- [THE DATA]
──────────

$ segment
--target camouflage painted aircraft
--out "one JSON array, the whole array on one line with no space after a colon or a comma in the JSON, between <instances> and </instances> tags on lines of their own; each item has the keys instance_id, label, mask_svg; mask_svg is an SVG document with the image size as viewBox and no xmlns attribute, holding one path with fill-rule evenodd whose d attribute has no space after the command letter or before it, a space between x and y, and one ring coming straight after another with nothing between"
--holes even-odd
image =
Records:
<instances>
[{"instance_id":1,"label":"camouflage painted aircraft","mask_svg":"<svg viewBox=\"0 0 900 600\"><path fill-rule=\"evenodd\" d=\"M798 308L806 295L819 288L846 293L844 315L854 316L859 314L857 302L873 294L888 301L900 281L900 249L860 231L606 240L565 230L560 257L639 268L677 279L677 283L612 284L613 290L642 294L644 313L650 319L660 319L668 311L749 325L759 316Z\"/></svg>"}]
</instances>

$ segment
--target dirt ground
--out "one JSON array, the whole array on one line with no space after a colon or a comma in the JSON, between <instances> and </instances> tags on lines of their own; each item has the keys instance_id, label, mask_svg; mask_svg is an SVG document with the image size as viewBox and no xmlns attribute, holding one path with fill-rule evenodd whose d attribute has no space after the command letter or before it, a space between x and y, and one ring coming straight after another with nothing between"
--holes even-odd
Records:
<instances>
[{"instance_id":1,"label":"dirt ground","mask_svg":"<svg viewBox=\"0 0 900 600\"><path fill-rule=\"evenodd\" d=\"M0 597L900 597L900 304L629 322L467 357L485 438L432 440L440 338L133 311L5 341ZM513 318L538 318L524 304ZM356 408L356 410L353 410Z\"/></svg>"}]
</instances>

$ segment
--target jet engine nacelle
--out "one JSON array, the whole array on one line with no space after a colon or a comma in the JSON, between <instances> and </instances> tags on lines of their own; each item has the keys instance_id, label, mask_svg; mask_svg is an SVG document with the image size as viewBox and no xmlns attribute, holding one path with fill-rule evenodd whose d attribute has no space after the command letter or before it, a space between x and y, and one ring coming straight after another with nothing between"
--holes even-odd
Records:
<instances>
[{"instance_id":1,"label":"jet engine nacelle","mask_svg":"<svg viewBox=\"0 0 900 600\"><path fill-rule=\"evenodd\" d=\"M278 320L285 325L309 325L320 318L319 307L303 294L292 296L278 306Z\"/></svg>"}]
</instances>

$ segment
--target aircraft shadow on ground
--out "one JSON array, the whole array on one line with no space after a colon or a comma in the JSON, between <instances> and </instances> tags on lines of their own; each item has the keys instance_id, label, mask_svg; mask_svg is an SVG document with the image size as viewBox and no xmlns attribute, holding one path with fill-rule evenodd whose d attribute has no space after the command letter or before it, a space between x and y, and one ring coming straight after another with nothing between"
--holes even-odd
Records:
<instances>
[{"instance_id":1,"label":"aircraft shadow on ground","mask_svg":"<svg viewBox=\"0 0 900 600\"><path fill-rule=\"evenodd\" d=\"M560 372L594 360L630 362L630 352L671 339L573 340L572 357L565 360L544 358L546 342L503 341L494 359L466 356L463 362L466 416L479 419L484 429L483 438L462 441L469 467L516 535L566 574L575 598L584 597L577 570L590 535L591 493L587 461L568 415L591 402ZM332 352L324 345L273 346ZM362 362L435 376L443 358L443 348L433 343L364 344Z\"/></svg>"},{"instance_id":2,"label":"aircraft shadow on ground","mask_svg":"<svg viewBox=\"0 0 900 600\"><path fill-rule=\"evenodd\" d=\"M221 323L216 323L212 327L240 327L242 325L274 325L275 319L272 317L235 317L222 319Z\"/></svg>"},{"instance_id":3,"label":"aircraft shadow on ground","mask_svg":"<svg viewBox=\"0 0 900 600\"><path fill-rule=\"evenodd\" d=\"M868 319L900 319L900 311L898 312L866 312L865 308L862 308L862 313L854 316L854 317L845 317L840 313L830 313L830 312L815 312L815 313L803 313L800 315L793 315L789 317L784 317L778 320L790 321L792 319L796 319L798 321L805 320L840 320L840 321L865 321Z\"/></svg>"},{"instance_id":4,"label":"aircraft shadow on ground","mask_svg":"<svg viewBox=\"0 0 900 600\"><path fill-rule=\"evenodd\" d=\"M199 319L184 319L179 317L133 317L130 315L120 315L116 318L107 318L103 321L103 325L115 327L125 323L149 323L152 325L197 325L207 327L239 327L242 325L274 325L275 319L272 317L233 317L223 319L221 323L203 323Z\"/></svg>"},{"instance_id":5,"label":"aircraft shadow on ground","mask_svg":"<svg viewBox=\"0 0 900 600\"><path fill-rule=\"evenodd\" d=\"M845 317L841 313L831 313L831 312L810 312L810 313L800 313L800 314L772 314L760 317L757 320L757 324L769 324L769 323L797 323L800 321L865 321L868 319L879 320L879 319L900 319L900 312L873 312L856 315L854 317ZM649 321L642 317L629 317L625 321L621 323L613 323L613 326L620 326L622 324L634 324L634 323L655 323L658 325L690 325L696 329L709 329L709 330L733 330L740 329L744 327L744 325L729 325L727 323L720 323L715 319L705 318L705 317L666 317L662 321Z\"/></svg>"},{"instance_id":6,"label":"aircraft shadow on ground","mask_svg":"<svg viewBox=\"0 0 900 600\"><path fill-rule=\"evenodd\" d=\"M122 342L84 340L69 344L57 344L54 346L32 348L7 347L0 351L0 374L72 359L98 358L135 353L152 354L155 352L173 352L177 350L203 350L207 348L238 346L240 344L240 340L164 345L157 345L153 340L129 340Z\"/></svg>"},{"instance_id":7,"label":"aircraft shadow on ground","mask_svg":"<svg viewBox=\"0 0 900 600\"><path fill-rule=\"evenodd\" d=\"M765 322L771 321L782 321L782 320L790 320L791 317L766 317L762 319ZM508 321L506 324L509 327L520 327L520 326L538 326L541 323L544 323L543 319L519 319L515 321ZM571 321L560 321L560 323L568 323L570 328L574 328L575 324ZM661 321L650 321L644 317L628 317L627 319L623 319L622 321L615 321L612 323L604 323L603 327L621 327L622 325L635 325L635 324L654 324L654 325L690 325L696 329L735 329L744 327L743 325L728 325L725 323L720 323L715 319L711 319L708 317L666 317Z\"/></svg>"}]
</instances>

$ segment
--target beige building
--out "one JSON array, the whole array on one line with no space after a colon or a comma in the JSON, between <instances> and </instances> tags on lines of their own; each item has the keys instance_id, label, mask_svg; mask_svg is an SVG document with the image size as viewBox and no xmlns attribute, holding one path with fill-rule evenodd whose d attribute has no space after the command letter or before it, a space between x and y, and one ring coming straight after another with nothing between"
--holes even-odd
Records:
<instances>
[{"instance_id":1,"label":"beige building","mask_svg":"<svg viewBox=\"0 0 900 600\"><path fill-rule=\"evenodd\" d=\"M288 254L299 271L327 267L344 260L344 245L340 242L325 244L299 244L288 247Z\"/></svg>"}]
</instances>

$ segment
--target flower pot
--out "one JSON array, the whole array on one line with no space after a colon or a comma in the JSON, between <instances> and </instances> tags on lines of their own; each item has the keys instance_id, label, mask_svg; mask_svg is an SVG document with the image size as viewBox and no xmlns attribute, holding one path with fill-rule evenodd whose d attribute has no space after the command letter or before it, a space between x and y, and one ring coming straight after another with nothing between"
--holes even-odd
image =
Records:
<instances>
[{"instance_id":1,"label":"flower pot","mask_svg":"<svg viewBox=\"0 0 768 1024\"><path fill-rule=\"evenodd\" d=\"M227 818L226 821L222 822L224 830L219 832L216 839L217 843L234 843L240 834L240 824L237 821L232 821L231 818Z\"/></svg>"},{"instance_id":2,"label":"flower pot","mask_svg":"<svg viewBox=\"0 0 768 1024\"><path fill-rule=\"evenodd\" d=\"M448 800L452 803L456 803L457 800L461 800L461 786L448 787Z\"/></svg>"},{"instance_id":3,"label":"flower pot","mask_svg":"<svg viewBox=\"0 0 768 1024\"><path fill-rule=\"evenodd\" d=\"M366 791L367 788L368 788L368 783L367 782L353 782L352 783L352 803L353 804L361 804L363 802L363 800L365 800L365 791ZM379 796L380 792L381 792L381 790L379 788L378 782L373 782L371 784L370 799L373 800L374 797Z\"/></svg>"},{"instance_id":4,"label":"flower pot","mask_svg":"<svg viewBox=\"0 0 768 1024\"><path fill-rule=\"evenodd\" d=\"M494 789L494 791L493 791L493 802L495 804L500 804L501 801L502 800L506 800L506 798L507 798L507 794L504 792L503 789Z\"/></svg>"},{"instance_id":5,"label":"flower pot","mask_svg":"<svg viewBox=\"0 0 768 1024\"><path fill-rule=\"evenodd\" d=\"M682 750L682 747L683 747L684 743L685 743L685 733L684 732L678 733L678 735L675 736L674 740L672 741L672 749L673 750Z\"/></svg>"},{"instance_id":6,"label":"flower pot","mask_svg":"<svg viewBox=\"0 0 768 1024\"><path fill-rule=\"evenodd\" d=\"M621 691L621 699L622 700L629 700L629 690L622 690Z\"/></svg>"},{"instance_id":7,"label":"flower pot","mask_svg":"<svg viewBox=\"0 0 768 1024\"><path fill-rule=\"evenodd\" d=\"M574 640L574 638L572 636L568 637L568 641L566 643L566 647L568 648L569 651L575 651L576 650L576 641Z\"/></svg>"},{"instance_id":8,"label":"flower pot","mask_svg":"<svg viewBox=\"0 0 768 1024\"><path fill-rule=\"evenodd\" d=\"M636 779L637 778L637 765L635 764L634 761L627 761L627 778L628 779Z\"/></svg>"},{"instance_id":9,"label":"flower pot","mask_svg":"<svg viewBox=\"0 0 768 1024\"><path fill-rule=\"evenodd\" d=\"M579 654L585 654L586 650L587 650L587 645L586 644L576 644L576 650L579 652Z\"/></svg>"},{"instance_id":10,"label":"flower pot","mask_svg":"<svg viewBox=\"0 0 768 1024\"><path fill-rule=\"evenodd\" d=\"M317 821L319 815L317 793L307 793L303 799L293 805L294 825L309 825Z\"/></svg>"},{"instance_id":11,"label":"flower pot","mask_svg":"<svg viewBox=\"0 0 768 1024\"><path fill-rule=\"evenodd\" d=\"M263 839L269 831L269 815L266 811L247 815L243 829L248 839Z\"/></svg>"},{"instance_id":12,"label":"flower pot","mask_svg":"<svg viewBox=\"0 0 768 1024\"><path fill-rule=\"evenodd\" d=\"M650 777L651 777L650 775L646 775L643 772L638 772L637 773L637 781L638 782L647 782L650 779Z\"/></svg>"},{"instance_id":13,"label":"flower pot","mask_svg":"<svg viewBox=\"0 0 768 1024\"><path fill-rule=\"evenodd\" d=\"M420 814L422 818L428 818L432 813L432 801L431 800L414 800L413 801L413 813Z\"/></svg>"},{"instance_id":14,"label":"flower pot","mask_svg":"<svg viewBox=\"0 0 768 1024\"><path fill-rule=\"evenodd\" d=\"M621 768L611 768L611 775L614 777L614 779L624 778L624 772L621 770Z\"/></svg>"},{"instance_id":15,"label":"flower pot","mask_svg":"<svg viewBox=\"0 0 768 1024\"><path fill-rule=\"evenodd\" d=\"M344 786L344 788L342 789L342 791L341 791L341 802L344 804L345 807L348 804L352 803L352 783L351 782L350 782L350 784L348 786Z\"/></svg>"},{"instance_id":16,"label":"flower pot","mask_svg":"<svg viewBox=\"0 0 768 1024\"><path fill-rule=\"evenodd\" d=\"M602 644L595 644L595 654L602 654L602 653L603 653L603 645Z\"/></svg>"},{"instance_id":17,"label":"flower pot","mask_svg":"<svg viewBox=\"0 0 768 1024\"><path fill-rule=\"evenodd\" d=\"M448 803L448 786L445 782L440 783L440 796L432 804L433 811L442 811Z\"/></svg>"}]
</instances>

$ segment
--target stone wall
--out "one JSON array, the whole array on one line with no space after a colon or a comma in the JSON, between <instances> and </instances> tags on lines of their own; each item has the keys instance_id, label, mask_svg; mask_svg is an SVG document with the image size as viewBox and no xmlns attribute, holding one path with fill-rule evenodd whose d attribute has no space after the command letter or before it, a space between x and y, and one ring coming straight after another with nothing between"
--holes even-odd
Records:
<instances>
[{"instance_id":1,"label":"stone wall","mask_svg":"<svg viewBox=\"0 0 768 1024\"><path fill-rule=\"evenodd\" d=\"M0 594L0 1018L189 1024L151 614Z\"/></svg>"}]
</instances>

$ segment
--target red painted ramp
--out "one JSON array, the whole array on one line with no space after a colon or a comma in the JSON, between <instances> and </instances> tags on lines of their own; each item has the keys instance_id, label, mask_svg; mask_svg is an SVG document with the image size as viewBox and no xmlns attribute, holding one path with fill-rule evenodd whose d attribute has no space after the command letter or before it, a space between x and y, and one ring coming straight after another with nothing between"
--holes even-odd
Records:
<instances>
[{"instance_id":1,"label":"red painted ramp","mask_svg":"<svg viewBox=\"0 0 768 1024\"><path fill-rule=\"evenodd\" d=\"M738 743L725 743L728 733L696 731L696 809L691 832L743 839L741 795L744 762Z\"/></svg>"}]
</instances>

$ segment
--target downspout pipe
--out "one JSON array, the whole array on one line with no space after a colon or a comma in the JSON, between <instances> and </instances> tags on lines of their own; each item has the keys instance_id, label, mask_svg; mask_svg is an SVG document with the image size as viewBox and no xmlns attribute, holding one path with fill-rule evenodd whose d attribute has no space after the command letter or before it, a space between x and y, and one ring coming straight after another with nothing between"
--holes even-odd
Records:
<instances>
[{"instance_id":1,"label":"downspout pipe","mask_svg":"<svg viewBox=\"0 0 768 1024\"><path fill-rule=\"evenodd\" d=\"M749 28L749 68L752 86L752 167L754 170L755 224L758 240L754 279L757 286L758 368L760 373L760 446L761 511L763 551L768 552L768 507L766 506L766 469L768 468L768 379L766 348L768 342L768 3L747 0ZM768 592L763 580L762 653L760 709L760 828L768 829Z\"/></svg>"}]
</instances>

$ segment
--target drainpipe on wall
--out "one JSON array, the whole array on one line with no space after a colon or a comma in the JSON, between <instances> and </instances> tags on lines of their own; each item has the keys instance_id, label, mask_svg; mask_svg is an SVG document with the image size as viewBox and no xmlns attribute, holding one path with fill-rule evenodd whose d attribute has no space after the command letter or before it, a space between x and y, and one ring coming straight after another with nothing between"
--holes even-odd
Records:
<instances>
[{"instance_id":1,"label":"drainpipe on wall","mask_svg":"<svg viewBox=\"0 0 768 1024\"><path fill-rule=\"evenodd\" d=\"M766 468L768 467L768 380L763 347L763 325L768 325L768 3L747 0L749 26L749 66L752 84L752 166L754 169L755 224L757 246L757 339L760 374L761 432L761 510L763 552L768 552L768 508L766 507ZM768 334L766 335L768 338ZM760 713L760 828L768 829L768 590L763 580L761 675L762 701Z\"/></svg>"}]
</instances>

──────────

- [ASSIGNMENT]
Every line from the first entry to the line containing "--target dirt ground" should be transcribed exactly, and nothing beyond it.

- [SOLUTION FOR THIS TASK]
$ segment
--target camouflage painted aircraft
--out "one JSON array, the whole array on one line with no space after a colon or a comma in the JSON, between <instances> and </instances> tags on lines of their own; each item has the keys instance_id, label, mask_svg; mask_svg is an SVG document with the image size as viewBox and no xmlns attribute, holding one path with fill-rule evenodd whose d attribute has no space after the command letter or before it, a space between x and y, and one ring coming straight after another with nothing between"
--holes even-odd
image =
Records:
<instances>
[{"instance_id":1,"label":"camouflage painted aircraft","mask_svg":"<svg viewBox=\"0 0 900 600\"><path fill-rule=\"evenodd\" d=\"M798 308L806 295L819 288L846 293L844 315L854 316L859 314L857 302L873 294L888 301L900 281L900 249L860 231L606 240L565 230L560 257L639 268L677 279L677 283L612 284L613 290L642 294L644 313L650 319L660 319L668 311L749 325L759 316Z\"/></svg>"}]
</instances>

$ segment
--target dirt ground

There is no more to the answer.